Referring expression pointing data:
BEGIN

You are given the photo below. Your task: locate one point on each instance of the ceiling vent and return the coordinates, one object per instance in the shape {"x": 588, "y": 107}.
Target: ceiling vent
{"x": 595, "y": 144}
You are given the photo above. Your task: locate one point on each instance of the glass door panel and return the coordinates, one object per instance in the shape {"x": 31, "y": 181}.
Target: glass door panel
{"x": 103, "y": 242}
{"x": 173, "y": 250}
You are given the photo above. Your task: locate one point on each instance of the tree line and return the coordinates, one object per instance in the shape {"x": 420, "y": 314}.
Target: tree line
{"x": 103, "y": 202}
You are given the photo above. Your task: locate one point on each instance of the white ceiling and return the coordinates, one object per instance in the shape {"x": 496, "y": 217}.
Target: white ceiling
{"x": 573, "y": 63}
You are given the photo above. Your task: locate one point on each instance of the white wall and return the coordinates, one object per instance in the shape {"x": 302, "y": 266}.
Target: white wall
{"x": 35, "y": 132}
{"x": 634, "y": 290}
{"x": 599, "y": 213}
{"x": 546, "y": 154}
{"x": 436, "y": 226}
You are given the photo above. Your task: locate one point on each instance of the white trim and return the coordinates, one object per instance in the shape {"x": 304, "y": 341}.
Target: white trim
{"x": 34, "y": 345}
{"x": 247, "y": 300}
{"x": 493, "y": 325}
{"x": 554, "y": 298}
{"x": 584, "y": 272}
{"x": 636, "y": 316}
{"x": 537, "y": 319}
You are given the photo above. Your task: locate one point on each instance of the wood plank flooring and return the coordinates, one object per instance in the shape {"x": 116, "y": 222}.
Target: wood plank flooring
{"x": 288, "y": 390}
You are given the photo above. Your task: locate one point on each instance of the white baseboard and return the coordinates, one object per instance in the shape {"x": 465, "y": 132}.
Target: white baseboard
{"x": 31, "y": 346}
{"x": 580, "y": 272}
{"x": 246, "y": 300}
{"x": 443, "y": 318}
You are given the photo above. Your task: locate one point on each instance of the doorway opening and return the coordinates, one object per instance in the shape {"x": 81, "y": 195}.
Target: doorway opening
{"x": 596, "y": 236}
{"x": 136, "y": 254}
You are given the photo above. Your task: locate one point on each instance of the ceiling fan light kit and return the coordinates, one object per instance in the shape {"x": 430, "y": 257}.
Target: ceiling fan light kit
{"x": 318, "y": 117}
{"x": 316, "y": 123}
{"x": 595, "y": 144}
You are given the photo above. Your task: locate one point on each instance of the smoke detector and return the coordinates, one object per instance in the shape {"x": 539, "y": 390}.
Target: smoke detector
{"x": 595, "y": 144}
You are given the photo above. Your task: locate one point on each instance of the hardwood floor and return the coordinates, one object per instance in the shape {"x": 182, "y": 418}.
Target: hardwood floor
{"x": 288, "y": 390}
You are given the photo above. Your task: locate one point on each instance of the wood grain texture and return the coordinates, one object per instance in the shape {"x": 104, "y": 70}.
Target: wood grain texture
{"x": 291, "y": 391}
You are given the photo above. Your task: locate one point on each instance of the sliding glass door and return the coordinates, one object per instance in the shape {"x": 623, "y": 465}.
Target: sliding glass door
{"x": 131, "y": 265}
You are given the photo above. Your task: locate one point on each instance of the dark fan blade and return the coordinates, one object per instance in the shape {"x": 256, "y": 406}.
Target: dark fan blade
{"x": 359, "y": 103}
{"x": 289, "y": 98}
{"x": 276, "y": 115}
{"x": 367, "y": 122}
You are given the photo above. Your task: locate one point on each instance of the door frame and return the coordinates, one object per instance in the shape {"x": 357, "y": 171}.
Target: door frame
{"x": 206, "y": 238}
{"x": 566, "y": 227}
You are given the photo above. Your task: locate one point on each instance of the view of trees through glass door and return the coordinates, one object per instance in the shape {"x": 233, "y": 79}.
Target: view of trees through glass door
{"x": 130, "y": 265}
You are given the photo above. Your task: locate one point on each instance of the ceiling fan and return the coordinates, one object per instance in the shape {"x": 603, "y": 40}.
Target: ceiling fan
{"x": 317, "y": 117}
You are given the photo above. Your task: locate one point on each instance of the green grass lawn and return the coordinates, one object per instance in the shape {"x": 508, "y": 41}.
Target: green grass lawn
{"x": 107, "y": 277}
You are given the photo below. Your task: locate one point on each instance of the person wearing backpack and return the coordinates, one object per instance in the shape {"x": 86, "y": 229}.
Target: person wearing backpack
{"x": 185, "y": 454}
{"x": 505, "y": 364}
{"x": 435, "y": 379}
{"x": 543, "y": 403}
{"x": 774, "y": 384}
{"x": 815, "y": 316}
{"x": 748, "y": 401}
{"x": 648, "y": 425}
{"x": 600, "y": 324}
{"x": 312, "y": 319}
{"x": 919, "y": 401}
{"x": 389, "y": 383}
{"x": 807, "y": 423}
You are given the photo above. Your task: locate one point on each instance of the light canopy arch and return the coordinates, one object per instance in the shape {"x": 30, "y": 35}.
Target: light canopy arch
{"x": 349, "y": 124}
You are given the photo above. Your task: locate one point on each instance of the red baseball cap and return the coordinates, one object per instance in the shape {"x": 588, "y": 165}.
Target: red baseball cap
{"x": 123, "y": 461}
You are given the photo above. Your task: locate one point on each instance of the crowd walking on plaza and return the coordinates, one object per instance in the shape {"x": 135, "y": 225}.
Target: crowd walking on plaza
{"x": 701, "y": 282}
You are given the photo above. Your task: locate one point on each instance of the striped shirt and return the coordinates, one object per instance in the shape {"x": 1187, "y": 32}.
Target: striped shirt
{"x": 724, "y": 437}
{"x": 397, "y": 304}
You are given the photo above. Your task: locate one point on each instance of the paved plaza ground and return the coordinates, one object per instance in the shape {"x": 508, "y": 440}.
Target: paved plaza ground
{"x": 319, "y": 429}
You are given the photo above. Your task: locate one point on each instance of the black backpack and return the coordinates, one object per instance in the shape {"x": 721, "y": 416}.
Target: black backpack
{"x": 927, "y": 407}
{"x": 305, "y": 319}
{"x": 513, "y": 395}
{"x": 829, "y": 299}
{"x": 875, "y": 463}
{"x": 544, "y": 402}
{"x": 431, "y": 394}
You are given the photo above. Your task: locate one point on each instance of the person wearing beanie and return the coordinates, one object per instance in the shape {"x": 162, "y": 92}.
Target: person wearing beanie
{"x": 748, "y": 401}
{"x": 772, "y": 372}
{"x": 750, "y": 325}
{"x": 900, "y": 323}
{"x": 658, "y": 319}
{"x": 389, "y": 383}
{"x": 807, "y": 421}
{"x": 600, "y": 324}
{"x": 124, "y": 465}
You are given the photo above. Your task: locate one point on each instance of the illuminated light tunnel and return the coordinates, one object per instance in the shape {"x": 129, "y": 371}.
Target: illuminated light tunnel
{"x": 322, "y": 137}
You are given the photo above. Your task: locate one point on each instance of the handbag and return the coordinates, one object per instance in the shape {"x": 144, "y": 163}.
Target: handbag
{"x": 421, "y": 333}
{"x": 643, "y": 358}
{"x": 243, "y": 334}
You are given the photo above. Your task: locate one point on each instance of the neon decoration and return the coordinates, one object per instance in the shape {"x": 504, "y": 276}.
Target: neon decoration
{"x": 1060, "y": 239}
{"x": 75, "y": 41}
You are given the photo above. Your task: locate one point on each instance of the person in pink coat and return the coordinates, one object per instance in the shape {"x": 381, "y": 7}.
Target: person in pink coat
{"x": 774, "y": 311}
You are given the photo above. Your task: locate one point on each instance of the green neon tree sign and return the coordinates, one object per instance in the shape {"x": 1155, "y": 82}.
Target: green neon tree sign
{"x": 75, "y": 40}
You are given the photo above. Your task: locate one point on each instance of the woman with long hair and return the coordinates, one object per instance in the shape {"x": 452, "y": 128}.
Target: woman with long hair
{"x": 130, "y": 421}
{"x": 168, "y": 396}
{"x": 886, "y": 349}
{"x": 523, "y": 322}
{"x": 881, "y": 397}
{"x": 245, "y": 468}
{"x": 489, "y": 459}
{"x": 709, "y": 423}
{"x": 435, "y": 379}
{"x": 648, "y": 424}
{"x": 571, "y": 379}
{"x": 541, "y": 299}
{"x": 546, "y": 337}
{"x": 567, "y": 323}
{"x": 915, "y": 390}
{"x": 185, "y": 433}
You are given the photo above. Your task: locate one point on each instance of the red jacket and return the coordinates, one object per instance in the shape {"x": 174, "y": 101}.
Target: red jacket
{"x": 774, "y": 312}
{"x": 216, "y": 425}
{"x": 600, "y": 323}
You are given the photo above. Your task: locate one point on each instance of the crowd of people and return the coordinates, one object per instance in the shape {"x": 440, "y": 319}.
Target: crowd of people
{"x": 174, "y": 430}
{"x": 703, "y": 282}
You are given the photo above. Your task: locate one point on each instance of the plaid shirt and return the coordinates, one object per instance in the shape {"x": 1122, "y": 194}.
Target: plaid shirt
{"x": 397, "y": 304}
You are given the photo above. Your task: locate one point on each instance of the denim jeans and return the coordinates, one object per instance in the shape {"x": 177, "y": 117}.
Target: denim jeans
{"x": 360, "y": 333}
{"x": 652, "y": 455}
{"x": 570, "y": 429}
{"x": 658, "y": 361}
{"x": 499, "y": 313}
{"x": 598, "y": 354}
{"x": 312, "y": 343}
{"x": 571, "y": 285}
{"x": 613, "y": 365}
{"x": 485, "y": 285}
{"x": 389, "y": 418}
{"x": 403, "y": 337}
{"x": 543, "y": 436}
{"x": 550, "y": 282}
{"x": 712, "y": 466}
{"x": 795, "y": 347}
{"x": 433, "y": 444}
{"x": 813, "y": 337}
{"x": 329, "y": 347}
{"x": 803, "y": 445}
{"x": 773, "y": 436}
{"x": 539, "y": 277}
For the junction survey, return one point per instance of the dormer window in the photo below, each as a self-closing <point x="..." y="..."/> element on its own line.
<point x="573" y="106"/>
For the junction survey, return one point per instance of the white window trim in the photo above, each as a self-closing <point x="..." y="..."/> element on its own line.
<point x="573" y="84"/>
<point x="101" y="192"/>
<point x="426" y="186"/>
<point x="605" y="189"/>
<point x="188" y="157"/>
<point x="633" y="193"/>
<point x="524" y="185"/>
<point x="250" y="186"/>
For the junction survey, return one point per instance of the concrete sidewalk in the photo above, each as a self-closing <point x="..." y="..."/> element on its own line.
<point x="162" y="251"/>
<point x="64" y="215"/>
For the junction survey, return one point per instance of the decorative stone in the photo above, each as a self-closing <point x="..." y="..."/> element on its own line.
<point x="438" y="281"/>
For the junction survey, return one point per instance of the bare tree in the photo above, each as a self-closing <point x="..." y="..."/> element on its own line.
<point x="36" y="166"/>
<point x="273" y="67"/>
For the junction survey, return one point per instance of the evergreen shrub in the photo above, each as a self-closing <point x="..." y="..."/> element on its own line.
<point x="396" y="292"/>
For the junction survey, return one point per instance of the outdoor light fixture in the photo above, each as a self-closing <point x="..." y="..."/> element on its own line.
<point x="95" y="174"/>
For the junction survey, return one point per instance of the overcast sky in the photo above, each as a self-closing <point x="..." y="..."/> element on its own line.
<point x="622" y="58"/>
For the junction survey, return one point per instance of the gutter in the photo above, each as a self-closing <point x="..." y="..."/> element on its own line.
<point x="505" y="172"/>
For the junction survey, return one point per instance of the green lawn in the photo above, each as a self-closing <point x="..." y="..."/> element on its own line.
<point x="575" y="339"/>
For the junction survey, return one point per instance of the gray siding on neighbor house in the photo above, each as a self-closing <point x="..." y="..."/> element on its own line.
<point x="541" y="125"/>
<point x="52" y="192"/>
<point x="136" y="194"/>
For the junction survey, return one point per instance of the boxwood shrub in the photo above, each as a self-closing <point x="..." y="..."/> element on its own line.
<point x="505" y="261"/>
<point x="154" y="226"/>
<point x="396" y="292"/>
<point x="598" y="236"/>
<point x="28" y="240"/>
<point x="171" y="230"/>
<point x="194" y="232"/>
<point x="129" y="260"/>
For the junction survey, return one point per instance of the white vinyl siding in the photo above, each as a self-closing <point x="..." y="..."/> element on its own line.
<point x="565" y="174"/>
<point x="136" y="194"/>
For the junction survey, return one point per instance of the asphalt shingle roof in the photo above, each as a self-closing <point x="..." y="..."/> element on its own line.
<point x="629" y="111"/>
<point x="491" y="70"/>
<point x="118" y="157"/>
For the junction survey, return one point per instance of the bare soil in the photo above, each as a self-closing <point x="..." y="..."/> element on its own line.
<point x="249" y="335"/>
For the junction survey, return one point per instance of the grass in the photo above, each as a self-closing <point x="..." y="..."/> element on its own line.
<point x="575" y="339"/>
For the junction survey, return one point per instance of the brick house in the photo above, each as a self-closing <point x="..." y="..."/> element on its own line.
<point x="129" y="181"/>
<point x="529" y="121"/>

END

Your answer must be the lines above from the one containing "the crowd of" to the one containing "of the denim", both included, restated word for word.

Final answer:
You are given the photo above. Your task: locate one point on each instance of the crowd of people and return the coordinates, one object per instance in the shape {"x": 440, "y": 319}.
Target: crowd of people
{"x": 174, "y": 430}
{"x": 703, "y": 282}
You are given the photo above. Your task: locate one point on each instance of the plaid shirt and return the coordinates, one object per instance in the shape {"x": 1122, "y": 194}.
Target: plaid shirt
{"x": 397, "y": 304}
You are given the photo above. Your task: locate one point on each instance of the denim jeans and return the coordinates, one object per instance in the shape {"x": 177, "y": 117}.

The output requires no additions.